+++ TRECHO DO DOCUMENTO

A falta de infraestrutura de carregadores deve atrasar a expansão do mercado de carros elétricos nos Estados Unidos, enquanto na Europa a discussão é o alto custo dos modelos, que começam a perder incentivos dados pelos governos nos últimos anos para estimular a compra.
Também há receio entre as montadoras de falta de matéria-prima e componentes, em especial, baterias, cuja produção é concentrada na Ásia. Com esse cenário, indústrias do setor automotivo ampliam os debates sobre uma revisão dos prazos para atendimento das metas de descarbonização na área de transporte.
Boa parte da indústria automobilística acredita que a mudança para a produção de veículos 100% elétricos não é viável nos prazos atuais. A primeira etapa prevê o fim da produção de carros a combustão entre 2030 e 2035 e, a segunda, de zero emissões de carbono no setor de transporte até 2050.
As montadoras afirmam estar comprometidas com investimentos na descarbonização, mas dizem haver um descompasso com as cadeias de suprimento de baterias, de matérias-primas (minerais), de infraestrutura de recarga e de energia renovável.
“Já estamos desenvolvendo, produzindo e vendendo carros elétricos e híbridos”, afirma John Bozzella, presidente da Organização Internacional dos Fabricantes de Veículos (Oica), entidade com sede na França que representa montadoras do mundo todo. “Somos os líderes desse time, mas são necessários todos os jogadores para atingir metas ambiciosas.”

++++++
+++ LINHAS DE DADOS

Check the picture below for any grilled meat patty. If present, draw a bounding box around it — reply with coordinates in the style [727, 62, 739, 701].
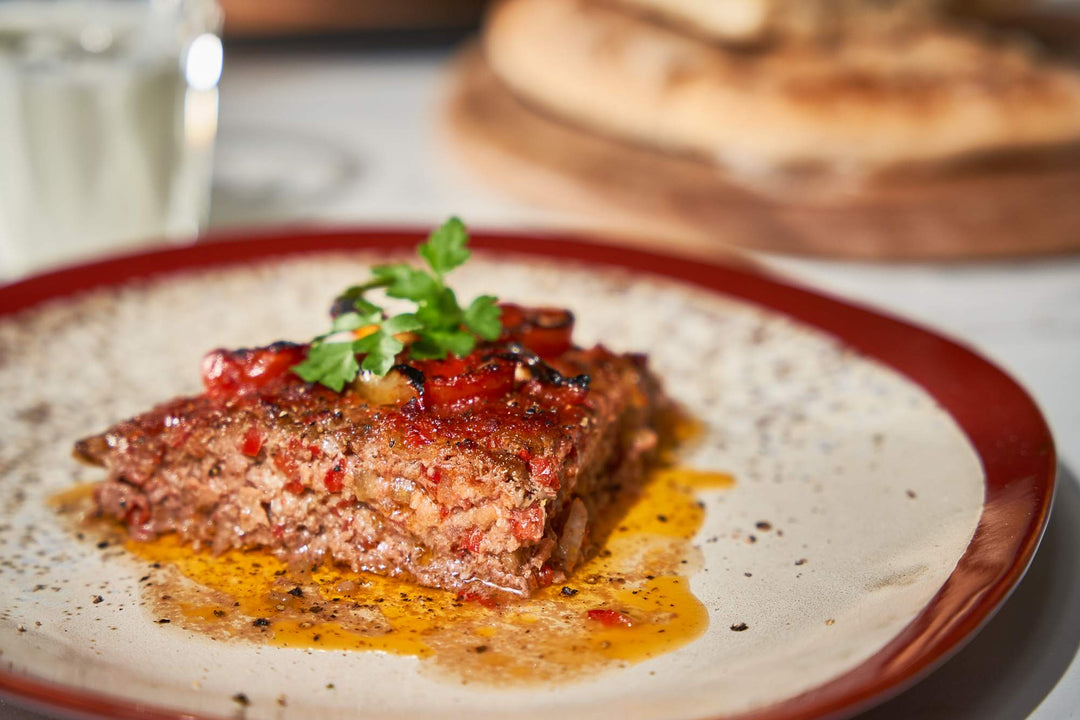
[76, 307, 664, 595]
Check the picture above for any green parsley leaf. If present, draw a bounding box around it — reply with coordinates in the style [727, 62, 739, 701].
[352, 328, 405, 378]
[293, 218, 502, 392]
[417, 217, 470, 281]
[461, 295, 502, 340]
[293, 342, 360, 393]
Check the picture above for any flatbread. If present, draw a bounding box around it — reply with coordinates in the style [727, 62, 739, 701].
[604, 0, 1030, 44]
[484, 0, 1080, 169]
[441, 47, 1080, 261]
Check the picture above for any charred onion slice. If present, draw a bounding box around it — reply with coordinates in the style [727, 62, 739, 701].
[420, 356, 516, 411]
[202, 342, 308, 397]
[499, 303, 573, 358]
[349, 365, 423, 406]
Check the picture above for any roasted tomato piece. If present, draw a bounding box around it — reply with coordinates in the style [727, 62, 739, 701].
[202, 342, 308, 396]
[499, 303, 573, 357]
[423, 358, 515, 410]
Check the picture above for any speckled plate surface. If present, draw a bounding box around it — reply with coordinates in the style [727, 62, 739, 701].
[0, 231, 1055, 720]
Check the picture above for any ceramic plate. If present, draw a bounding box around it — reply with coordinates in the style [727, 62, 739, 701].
[0, 231, 1055, 720]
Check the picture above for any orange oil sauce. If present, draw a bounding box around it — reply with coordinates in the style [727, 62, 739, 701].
[63, 467, 733, 684]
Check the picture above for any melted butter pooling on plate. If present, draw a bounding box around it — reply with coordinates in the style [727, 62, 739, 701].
[59, 467, 734, 684]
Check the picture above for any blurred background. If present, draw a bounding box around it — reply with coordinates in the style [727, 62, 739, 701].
[0, 0, 1080, 720]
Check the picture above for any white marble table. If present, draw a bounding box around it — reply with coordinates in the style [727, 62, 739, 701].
[0, 47, 1080, 720]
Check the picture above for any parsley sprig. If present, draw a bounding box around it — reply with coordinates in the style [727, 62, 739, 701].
[293, 217, 502, 392]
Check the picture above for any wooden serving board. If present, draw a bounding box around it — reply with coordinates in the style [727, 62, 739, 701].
[445, 46, 1080, 259]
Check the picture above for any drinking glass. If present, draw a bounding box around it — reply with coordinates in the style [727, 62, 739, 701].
[0, 0, 222, 279]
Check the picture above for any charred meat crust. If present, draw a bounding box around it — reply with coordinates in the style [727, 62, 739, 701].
[76, 328, 664, 595]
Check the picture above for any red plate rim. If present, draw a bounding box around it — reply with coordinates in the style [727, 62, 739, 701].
[0, 228, 1056, 720]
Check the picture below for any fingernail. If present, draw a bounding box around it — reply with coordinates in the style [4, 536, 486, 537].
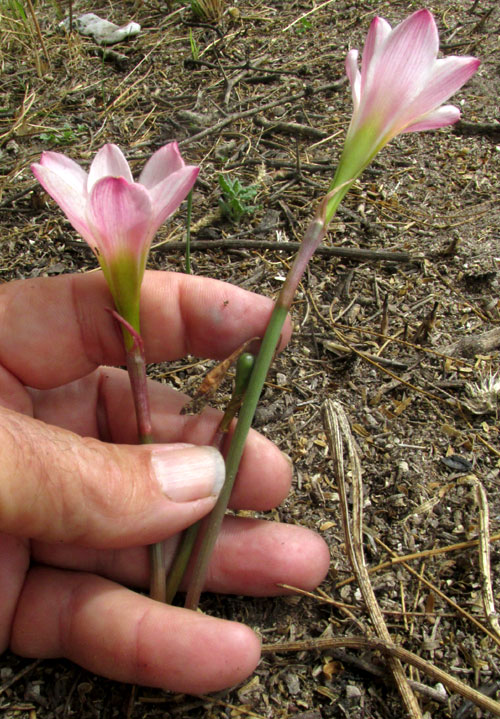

++++++

* **TAREFAS A FAZER**:
1: Transcreva sem mudar nada o trecho do texto sobre carros elétricos que começa nas palavras "A falta de infraestrutura" e termina depois de "estimular a compra.".
2: Retome o texto sobre carros elétricos logo depois da última frase e siga escrevendo a partir daí.
Os registros foram tirados de outra fonte.

* **RESPOSTAS**:
1:
A falta de infraestrutura de carregadores deve atrasar a expansão do mercado de carros elétricos nos Estados Unidos, enquanto na Europa a discussão é o alto custo dos modelos, que começam a perder incentivos dados pelos governos nos últimos anos para estimular a compra.

2:
Segundo ele, as vendas de EVs (veículos elétricos, na sigla em inglês) cresceram rapidamente, mas a infraestrutura não. “A indústria automotiva e outros setores não estão convencidos, ainda, de que haverá carregadores suficientes, assim como componentes, matéria-prima e energia sustentável.”
Bozzella esteve em São Paulo de quinta-feira, 26, a sábado, 28, para a Assembleia Geral da Oica, que ocorre anualmente e, pela primeira vez, foi realizada no Brasil. Ele defende que os governos criem estratégias regulatórias para a redução de emissões de CO₂ para todos os setores envolvidos. “Sem isso, não haverá condições para atingir emissão zero em 2050.″
O evento foi organizado pela Associação Nacional dos Fabricantes de Veículos Automotores (Anfavea), que aproveitou para mostrar aos representantes dos demais países as propostas de descarbonização do Brasil com combustíveis renováveis, como o etanol.
Participaram do evento dirigentes de associações de montadoras da África do Sul, Alemanha, Austrália, Áustria, Coreia do Sul, EUA, França, Holanda, Itália, Japão, Noruega, Portugal, Reino Unido e Suécia. Essas entidades representam empresas responsáveis pela produção de 60 milhões de veículos ao ano. Uma ausência importante foi a da China.
Menos incentivos
Bozzela também preside a Aliança para Inovação Automotiva, que reúne fabricantes de vários segmentos do setor automotivo dos EUA. Ele confirma que, no país, faltam postos de recarga. A consultoria Cox Automotive prevê vendas de 1 milhão de carros elétricos nos EUA neste ano. No primeiro semestre, já foram vendidas 557 mil unidades.
Embora as vendas estejam em alta, já há registros, nos EUA, de consumidores que estão trocando modelos elétricos por híbridos — que combinam um motor a combustão com uma bateria e não precisam ser abastecidos na tomada.
O presidente da Oica diz que já há desaquecimento de vendas de elétricos em alguns países, em parte porque os governos estão reduzindo ou retirando incentivos para a compra, que inicialmente ficavam na faixa de US$ 7,5 mil.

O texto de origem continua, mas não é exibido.